1973 UCI Cyclo-cross World Championships
- Official program booklet
- Venue: London, United Kingdom
- Date: 25 February 1973
- Coordinates: 51°30′26″N 0°7′39″W﻿ / ﻿51.50722°N 0.12750°W
- Cyclists participating: 18 (Elite) 50 (Amateurs)
- Events: 2

= 1973 UCI Cyclo-cross World Championships =

Cyclo-cross championship

The 1973 UCI Cyclo-cross World Championships were held in London, England on Sunday February 25, 1973. Organized for a first time in the United Kingdom, it was the 24th edition of the UCI Cyclo-cross World Championships.

== Venue ==
The venue was Crystal Palace Park. A three kilometer long circuit had to be ridden seven times by the amateurs and eight times by the professionals, plus a 230 m long starting straight. It consisted of 850 m asphalt, 1900 m meadows, 100 m gravel paths and 150 m running sections.

13 national teams with teams of four took part in the amateur race. The United States took part for the first time. Australia was also announced to be taking part, but for unknown reasons it did not take place. 18 drivers from 7 nations started in the professional race; Italy was no longer represented in this category after Renato Longo's resignation. The Belgian champion Albert Van Damme was considered the big favorite, and his next challengers were Rolf Wolfshohl and André Wilhelm. Defending champion Erik De Vlaeminck had hardly been in form over the past few months and was only reluctantly accepted by the Belgian association.

================

- EXERCISE A -
Decide whether each statement agrees with the article on the 1973 UCI Cyclo-cross World Championships, answering yes or no and quoting the words of the article that settle it: (i) The championships were held at Crystal Palace Park. (ii) The amateurs rode the circuit eight times. (iii) Eighteen riders from seven nations started the professional race.
- EXERCISE B -
According to the article on the 1973 UCI Cyclo-cross World Championships, who was considered the big favorite?

- INFORMATION SHOWN -
================

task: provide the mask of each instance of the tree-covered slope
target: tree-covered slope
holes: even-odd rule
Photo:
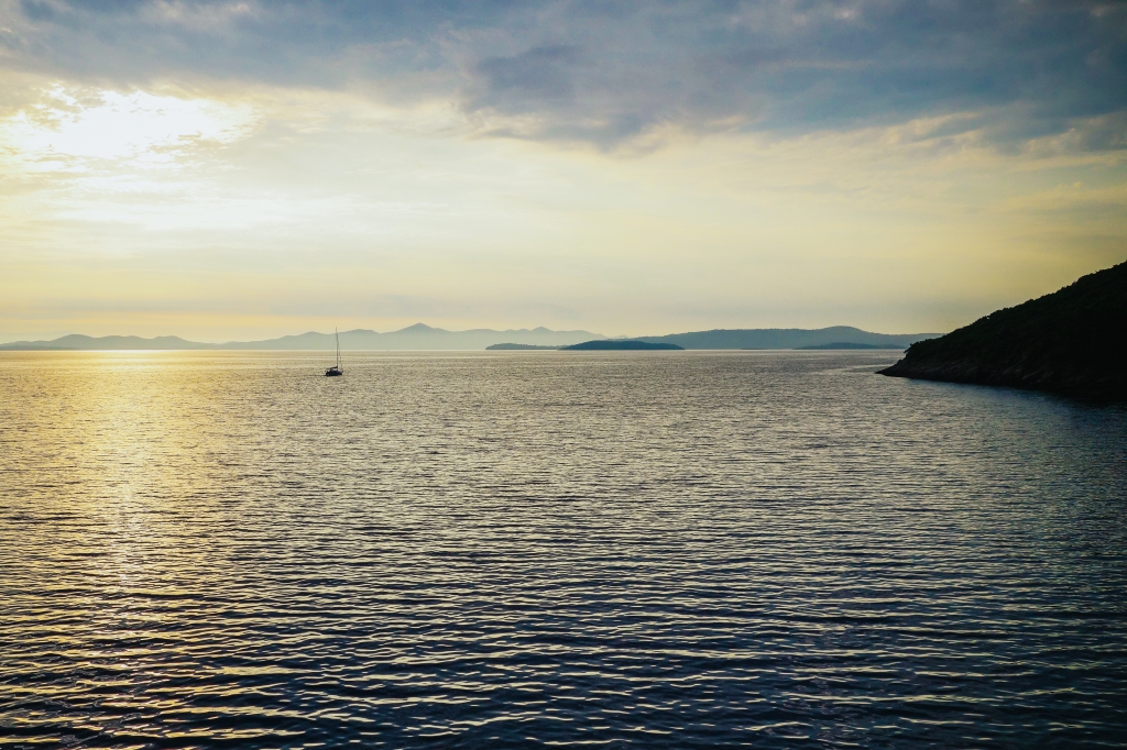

================

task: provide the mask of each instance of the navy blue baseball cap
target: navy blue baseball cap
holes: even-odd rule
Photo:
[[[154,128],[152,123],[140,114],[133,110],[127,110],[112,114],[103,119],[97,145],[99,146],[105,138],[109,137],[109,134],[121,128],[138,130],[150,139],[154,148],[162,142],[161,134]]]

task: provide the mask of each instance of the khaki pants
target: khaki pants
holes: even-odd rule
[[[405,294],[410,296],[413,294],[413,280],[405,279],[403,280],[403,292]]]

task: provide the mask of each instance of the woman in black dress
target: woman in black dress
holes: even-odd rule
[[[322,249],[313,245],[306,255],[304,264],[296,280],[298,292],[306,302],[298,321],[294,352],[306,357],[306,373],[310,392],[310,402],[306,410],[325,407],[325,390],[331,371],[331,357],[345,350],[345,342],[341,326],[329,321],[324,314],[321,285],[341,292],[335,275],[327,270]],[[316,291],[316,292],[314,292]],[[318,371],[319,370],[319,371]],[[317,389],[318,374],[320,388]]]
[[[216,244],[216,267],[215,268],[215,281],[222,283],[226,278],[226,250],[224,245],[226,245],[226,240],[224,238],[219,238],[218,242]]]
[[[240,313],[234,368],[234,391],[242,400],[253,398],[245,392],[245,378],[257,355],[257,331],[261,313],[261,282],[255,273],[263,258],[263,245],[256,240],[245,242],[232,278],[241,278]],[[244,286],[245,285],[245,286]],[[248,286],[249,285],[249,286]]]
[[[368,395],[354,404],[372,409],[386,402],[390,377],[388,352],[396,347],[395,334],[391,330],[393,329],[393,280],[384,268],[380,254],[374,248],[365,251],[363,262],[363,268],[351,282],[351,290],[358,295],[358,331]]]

================

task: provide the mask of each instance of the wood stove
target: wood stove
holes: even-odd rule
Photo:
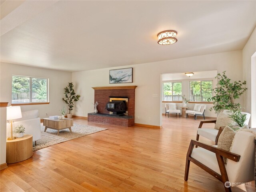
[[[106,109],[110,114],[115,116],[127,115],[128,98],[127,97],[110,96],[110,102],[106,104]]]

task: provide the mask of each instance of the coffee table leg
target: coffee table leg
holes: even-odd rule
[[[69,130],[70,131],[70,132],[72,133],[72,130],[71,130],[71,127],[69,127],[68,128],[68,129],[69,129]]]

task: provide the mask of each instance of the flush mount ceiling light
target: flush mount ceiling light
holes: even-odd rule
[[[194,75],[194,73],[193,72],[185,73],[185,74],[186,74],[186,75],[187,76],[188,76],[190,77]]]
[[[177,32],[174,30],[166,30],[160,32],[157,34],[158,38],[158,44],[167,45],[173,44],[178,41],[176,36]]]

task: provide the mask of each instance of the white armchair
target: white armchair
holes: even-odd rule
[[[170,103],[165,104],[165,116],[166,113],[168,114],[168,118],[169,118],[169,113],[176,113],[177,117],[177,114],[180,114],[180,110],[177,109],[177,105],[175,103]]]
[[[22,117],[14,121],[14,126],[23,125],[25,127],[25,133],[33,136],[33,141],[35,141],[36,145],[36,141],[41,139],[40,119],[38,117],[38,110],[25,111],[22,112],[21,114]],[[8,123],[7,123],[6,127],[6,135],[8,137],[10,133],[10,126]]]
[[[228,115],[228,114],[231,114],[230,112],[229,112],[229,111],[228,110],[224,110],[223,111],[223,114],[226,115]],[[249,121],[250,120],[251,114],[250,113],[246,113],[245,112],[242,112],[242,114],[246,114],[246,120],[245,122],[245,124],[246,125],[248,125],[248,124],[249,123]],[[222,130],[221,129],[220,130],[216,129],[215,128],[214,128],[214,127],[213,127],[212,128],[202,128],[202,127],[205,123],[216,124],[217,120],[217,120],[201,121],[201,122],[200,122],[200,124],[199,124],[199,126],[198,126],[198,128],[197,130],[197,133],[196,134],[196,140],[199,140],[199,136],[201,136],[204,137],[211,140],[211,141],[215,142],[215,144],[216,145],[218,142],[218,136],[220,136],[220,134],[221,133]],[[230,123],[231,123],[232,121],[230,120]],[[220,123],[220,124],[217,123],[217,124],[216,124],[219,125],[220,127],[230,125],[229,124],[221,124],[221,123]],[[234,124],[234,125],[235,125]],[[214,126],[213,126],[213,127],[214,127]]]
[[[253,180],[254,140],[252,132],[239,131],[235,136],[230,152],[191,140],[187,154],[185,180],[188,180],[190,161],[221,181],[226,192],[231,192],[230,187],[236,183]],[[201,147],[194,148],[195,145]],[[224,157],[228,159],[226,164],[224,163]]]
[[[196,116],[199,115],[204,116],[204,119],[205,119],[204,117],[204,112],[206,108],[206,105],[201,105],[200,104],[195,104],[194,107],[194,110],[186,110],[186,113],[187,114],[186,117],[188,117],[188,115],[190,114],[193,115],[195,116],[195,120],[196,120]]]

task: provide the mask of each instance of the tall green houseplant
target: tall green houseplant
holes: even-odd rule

================

- ANSWER A -
(i) Yes: "The venue was Crystal Palace Park."
(ii) No: "A three kilometer long circuit had to be ridden seven times by the amateurs and eight times by the professionals"
(iii) Yes: "18 drivers from 7 nations started in the professional race"

- ANSWER B -
The Belgian champion Albert Van Damme.